Rian dan Syukur telah menunjukkan kemampuannya dalam mengolah pengalaman batinnya, dalam sejumlah puisi yang ditulisnya itu. Berkait dengan itu, bicara soal pengalaman kita baca sajak Rendra di bawah ini. Tanpa pengalaman dilanda gairah cinta yang demikian hebat dalam batinnya, penyair Rendra tentunya sangat mustahil bisa menulis sebuah puisi yang indah, yang diungkap dengan rangkaian kata-kata –yang begitu sederhana—namun sarat makna dan rasa. Selain itu, letak keberhasilan sebuah puisi dalam mengungkap sebuah pengalaman, tentunya tidak terletak pada daya ungkap yang rumit, akan tetapi terletak pada kesederhanaan kata demi kata yang dipilihnya, yang membuka ruang seluas-luasnya bagi daya komunikasi yang dikandung oleh puisi tersebut. Kita baca sebuah puisi cinta yang ditulis Rendra di bawah ini: dipetik dari Empat Kumpulan Sajak (Pustaka Jaya,. Cet. Ketiga, 1981:18)

EPISODE

Kami duduk berdua
di bangku halaman rumahnya.

Pohon jambu di halaman itu
berbuah dengan lebatnya
dan kami senang memandangnya.

Angin yang lewat
memainkan daun yang berguguran.

Tiba-tiba ia bertanya:
“Mengapa sebuah kancing bajumu
lepas terbuka?”

Aku hanya tertawa.

Lalu ia sematkan dengan mesra
sebuah peniti menutup bajuku
Sementara itu
aku bersihkan
guguran daun jambu
yang mengotori rambutnya

Dalam puisi di atas, gairah cinta yang diungkap Rendra terasa demikian romantis, dikarenakan Rendra mampu menggambarkan sekaligus memvisualkan hal-hal yang bersifat fisik secara nyata di benak para apresiatornya lewat larik demi larik puisi yang ditulisnya. Di dalam puisi tersebut ada halaman rumah, ada guguran daun jambu, ada bangku, ada pohon jambu, ada kain baju yang terbuka, ada aku lirik dan lawan bicaranya, yang jadi kekasih aku lirik.

● **Daftar Butir**:

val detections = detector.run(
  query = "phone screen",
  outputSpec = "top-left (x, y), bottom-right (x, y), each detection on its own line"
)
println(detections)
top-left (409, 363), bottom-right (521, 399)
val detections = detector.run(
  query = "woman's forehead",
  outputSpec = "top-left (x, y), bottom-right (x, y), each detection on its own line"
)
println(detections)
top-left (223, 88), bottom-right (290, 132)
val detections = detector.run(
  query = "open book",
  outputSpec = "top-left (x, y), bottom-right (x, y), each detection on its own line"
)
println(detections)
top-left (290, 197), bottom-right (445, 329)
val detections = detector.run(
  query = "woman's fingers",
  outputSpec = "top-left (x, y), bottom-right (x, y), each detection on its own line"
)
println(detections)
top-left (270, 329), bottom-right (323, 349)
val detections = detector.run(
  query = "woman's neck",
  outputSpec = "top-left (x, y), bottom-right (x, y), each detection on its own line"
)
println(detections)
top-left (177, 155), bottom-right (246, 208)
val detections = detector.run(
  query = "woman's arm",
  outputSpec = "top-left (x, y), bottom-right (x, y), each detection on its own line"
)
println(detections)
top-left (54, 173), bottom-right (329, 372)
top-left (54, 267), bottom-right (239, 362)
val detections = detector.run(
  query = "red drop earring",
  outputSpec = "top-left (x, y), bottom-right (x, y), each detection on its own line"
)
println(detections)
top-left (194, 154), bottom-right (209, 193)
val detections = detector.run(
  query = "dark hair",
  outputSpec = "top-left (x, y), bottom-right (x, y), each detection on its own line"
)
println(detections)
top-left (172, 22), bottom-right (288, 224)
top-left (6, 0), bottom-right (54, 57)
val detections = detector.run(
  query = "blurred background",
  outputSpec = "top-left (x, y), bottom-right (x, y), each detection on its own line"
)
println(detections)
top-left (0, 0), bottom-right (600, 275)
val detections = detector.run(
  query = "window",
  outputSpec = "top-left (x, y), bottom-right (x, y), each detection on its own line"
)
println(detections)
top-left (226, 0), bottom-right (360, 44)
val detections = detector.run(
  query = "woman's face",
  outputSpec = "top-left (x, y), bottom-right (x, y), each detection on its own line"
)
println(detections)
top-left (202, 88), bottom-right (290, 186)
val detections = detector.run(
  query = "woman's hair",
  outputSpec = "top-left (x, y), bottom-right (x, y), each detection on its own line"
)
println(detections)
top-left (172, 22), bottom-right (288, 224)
...
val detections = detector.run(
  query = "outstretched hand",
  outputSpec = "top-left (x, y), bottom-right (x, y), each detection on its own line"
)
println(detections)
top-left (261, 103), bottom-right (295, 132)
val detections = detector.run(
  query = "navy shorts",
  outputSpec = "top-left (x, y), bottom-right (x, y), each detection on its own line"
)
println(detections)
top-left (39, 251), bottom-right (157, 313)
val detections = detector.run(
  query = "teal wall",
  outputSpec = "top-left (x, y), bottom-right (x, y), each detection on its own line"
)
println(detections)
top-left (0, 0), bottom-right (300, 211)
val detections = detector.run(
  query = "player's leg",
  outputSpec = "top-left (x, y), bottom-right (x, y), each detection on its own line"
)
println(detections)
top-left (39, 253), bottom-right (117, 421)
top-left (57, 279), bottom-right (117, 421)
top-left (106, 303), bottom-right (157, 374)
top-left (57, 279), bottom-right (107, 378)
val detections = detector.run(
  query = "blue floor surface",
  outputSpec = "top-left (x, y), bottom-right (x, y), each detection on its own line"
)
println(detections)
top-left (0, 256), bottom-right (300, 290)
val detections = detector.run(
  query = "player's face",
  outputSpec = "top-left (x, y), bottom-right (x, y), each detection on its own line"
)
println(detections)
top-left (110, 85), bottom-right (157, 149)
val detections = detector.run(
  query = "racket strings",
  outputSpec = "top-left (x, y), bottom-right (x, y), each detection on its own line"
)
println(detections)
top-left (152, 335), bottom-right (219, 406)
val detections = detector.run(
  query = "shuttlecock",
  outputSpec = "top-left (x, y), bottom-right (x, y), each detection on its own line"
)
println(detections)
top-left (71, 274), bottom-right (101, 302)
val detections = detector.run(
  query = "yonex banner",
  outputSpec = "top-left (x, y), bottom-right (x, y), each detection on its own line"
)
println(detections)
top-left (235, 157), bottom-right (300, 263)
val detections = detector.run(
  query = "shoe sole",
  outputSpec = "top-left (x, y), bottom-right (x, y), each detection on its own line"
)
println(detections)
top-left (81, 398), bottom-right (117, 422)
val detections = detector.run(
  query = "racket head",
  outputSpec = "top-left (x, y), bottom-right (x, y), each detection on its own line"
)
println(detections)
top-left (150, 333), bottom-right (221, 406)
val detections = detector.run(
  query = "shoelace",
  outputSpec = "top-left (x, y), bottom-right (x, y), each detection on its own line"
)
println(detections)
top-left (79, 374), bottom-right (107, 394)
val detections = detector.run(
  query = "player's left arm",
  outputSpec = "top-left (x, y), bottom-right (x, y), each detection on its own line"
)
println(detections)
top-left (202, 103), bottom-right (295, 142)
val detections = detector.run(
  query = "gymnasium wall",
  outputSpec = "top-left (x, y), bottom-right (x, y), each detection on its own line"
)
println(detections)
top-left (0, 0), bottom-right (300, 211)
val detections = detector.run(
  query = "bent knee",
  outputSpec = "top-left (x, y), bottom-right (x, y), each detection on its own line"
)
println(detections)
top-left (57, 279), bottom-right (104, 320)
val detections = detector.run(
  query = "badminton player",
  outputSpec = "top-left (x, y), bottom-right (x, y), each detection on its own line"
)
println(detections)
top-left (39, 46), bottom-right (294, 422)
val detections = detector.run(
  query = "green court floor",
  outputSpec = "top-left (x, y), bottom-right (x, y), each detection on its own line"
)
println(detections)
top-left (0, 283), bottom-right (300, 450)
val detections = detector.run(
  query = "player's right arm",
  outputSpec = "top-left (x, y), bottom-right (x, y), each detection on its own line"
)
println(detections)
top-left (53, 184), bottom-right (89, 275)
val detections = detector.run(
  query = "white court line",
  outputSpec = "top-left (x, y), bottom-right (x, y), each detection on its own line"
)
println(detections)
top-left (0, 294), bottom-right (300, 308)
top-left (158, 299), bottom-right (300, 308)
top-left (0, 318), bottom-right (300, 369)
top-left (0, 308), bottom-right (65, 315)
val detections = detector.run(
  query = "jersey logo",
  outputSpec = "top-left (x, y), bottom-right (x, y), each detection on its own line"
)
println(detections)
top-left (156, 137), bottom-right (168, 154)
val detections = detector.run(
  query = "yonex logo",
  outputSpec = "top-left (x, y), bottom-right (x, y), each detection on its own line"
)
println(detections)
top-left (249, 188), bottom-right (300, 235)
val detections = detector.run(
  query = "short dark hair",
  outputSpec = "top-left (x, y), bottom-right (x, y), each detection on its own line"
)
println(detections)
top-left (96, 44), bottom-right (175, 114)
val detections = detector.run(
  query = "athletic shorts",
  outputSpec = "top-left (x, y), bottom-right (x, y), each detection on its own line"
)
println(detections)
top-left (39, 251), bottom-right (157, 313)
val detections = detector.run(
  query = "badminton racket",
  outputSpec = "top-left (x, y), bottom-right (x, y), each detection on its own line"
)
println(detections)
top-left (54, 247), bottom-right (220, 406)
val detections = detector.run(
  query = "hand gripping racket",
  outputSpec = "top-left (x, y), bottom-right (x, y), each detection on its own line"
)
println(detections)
--
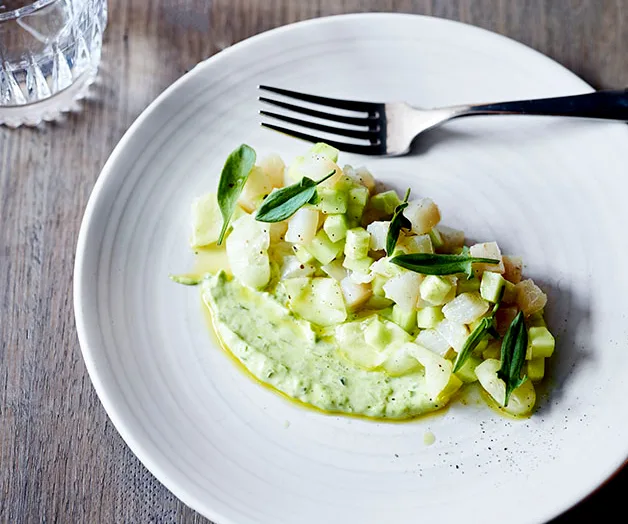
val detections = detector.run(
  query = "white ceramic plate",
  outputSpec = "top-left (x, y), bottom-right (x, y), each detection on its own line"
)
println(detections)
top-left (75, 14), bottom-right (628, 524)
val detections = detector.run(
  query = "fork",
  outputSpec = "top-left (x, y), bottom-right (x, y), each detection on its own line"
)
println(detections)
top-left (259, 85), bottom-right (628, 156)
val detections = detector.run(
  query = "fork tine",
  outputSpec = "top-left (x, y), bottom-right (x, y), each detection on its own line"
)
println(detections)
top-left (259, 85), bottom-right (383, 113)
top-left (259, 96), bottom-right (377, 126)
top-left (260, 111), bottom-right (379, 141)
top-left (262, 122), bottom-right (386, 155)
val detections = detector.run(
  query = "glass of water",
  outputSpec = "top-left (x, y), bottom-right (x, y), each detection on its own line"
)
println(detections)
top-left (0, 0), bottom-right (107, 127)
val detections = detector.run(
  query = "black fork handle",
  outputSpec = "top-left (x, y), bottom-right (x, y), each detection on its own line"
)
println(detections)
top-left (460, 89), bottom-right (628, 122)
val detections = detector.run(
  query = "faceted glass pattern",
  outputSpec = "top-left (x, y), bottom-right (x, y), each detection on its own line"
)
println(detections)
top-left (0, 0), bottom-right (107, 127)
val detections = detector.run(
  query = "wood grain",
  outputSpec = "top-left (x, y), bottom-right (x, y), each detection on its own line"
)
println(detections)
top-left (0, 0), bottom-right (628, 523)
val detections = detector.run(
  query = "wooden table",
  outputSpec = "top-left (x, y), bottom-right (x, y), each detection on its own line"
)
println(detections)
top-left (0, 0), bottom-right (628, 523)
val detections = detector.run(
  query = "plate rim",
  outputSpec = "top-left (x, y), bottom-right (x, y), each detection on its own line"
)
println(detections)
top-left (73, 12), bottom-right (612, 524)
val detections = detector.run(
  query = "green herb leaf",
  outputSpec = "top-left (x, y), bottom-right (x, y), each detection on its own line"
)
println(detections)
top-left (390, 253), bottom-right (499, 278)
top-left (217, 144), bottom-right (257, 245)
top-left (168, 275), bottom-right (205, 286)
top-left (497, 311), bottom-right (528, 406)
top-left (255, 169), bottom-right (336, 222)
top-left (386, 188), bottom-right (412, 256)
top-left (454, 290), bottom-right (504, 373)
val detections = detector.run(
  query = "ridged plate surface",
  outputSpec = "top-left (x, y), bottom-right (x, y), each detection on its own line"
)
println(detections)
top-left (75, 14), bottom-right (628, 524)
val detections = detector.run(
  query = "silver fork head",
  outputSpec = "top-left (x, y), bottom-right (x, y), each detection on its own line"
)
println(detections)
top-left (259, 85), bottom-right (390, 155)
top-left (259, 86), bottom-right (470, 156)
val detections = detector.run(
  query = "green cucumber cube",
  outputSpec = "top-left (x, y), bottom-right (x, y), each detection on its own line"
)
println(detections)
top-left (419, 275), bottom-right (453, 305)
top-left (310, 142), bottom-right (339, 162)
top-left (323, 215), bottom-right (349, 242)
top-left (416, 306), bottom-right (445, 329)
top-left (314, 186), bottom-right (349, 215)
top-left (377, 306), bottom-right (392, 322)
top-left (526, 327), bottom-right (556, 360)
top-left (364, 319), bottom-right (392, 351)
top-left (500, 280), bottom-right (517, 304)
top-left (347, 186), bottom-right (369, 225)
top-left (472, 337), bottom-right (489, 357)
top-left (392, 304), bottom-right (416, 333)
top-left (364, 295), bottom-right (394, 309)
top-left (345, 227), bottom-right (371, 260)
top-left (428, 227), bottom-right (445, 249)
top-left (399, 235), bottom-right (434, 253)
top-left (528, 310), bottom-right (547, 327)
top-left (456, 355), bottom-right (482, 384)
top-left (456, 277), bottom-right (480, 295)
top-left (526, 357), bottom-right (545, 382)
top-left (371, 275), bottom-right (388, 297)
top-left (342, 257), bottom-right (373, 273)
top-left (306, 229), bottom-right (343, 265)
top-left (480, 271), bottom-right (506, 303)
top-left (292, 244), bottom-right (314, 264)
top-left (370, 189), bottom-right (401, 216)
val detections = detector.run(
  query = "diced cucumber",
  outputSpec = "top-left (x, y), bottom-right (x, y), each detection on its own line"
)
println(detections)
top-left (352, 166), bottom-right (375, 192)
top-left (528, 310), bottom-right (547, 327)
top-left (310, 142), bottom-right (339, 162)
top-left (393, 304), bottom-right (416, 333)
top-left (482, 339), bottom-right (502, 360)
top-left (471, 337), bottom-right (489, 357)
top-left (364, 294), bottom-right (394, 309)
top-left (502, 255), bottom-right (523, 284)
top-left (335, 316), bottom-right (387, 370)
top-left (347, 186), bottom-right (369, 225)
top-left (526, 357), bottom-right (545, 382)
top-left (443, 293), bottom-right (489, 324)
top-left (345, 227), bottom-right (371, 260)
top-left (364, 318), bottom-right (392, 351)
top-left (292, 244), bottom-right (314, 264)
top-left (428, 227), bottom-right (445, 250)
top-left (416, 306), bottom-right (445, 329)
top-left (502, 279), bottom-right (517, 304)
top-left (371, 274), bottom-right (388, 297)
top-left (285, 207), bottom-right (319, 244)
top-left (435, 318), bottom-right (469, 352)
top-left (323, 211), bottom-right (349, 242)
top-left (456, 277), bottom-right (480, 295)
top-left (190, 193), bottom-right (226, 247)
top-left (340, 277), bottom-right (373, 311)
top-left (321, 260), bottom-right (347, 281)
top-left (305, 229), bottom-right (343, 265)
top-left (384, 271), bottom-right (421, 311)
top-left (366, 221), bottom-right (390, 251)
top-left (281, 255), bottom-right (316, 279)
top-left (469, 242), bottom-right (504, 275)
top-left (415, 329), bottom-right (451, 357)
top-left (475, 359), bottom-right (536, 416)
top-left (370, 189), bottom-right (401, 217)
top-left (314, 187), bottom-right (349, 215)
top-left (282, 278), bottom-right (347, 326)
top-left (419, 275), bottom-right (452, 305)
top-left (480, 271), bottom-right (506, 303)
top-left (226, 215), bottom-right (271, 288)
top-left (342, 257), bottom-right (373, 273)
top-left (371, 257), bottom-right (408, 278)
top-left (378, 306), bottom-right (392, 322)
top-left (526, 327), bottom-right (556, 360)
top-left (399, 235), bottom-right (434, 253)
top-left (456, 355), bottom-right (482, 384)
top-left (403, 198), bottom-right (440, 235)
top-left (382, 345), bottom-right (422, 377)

● **Petunjuk Tugas**: Lanjutkan teks ulasan tentang puisi cinta "Episode" karya Rendra, mulai setelah kalimat terakhir yang tertera.

● **Jawaban Soal**:
Bahan-bahan fisik yang diamati dengan cermat oleh Rendra dalam puisinya itu, pada akhirnya menjelma menjadi sebuah pengalaman yang indah, di mana cinta tidak hanya menumbuhkan rasa suka di dalam diri manusia, tetapi juga ketenangan. Nah, suasana romantis semacam itulah yang ingin dikomunikasikan Rendra kepada kita. Ada pun apa dan bagaimana makna yang dikandung oleh puisi tersebut sepenuhnya sangat bergantung pada daya tafsir kita. Dengan demikian makna puisi tidak tunggal. Dan kita dalam konteks yang demikian itu tidak sedang membicarakan atau membongkar makna puisi tersebut, akan tetapi sedang membicarakan bagaimana pengalaman yang bersifat fisik dan batiniah itu tengah dioperasikan Rendra dalam menulis puisi yang bertema cinta.

Dari pemaparan semacam itu, dapat disimpulkan bahwa seorang penyair ketika menulis puisi – selain harus peka – terhadap apa yang dialaminya, ia harus peka pula terhadap suasana yang melingkupi objek puisi yang hendak ditulisnya. Tanpa peka terhadap objek-objek yang hendak ditulisnya itu, tentu saja Rendra tidak akan berhasil menulis puisi yang indah semacam itu. Demikian pula dengan puisi yang saya tulis, tanpa peka terhadap suasana yang terjadi di dalam dan di luar batin saya, pastilah saya tidak akan mampu menulis puisi yang tidak hanya mengangkat tema kerinduan pada si mati, akan tetapi juga mengangkat tema tentang betapa fananya manusia di hadapan Yang Maha Kuasa.

Lantas apakah menulis puisi itu hanya bisa dilakukan oleh orang-orang tertentu saja? Jawabnya tentu saja tidak. Menulis puisi bisa dilakukan oleh siapa saja. Secara teknis; apa dan bagaimana menulis puisi bisa dipelajari oleh setiap orang. Namun demikian soal isi dan kualitas puisi bergantung pada jam terbang, dan kesungguhan sang penyair dalam menghayati, maupun memahami objek puisi yang akan ditulis dan diekspresikannya di atas kertas secara sungguh-sungguh. Uraian di atas adalah hanya sebuah contoh kecil bagaimana pengalaman itu diolah dan dioperasikan oleh saya dan Rendra dalam menulis puisi.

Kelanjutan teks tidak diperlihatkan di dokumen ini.